* **Records for processing**:

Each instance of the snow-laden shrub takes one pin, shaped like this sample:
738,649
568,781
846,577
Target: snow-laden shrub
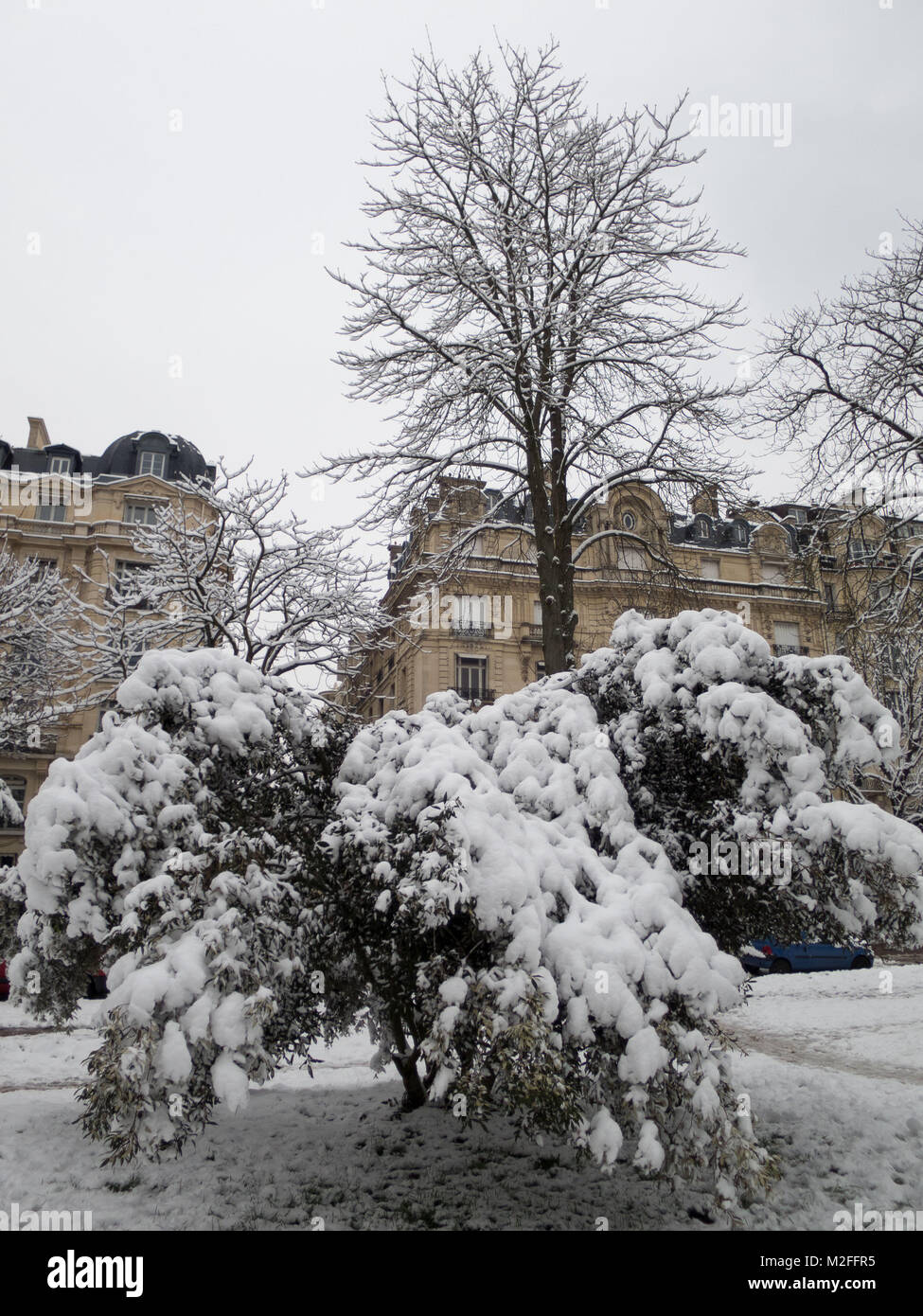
733,759
177,850
10,887
507,898
528,945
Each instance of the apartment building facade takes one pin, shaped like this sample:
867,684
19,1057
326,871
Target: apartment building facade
73,511
478,631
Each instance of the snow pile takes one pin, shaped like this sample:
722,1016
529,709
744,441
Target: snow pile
505,898
717,739
164,853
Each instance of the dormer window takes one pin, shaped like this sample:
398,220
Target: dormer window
151,463
50,508
140,513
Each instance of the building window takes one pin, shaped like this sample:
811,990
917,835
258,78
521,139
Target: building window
49,511
140,513
128,583
470,613
630,559
470,677
151,463
41,566
16,787
788,637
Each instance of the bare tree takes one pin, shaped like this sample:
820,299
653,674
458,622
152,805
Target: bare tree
522,308
844,387
889,657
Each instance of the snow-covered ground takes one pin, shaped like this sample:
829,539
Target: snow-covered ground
834,1070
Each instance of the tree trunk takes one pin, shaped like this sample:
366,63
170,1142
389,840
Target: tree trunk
415,1093
548,489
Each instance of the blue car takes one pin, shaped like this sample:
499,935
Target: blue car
805,957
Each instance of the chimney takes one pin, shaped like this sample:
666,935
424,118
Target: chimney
39,435
706,500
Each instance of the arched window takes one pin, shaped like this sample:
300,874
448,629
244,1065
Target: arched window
16,787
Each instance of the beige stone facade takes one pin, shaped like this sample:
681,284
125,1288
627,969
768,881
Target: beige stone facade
479,630
74,512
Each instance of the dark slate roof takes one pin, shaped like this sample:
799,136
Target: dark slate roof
718,532
120,458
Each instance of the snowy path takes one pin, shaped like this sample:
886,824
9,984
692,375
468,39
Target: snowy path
834,1072
799,1050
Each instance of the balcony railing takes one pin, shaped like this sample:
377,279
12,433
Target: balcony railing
471,630
474,695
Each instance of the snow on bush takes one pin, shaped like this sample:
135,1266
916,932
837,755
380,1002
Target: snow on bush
10,888
506,898
174,850
565,985
721,745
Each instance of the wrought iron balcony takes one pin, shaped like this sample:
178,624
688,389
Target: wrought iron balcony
471,631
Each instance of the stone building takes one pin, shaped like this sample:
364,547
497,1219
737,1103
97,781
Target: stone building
478,628
73,511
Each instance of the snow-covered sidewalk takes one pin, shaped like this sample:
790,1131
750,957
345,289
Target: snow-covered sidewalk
834,1073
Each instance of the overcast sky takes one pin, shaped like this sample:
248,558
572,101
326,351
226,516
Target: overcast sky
177,174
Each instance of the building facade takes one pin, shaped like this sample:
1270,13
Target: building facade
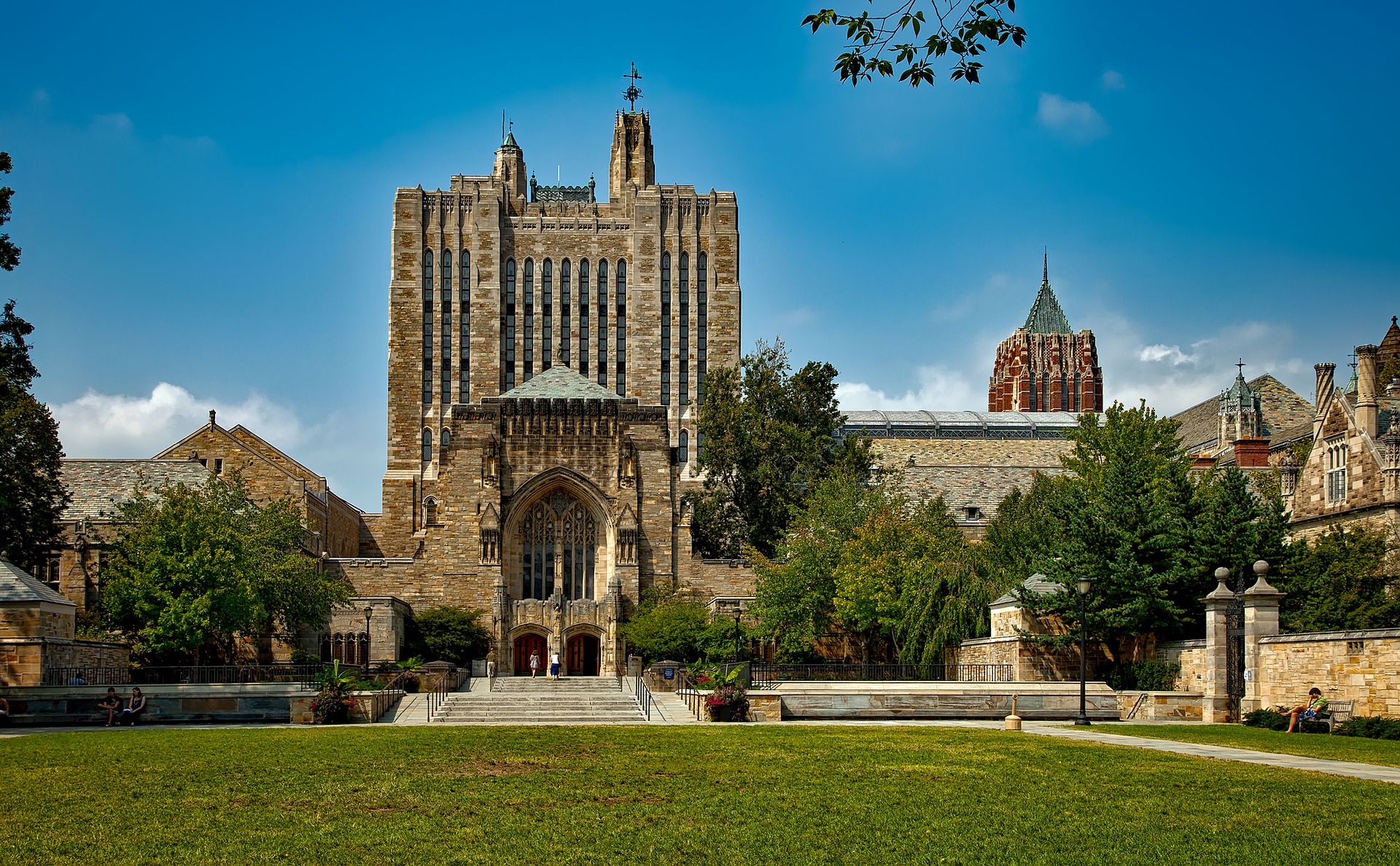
1045,365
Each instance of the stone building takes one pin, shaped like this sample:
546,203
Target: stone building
1045,365
546,353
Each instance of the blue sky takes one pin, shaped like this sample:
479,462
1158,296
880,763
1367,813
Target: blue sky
203,196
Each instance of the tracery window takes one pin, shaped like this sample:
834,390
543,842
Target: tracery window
447,328
559,542
683,380
602,322
427,327
546,338
622,327
665,329
508,328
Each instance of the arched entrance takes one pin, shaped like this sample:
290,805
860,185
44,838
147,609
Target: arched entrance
583,657
526,645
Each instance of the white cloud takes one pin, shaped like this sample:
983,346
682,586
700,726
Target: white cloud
1074,121
938,389
120,426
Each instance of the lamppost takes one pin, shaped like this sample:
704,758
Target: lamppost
1084,647
368,612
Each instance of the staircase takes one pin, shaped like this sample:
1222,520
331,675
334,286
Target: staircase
542,701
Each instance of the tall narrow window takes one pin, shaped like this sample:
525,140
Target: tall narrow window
446,382
508,328
563,311
529,319
427,327
683,380
622,327
465,338
602,322
665,329
701,327
546,350
583,316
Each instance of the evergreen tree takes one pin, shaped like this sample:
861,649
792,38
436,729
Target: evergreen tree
31,494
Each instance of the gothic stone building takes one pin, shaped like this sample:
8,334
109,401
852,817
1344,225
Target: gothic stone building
546,353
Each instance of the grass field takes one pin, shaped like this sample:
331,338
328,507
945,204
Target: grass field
1307,744
657,795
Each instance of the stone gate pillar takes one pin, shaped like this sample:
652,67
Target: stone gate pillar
1260,622
1216,707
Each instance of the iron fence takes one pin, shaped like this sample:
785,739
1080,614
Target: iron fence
766,675
185,675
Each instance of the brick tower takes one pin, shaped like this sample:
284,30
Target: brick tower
1043,365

* **Your objective**:
Transcribe the line that contains "Target: iron fence" exactly, then each line after it through the end of the material. Nothing else belongs in the output.

* **Exercise solution**:
Target: iron fence
766,675
185,675
Each instance of the brick tower takes one pin, shaped like this sample:
284,30
Target: brick tower
1043,365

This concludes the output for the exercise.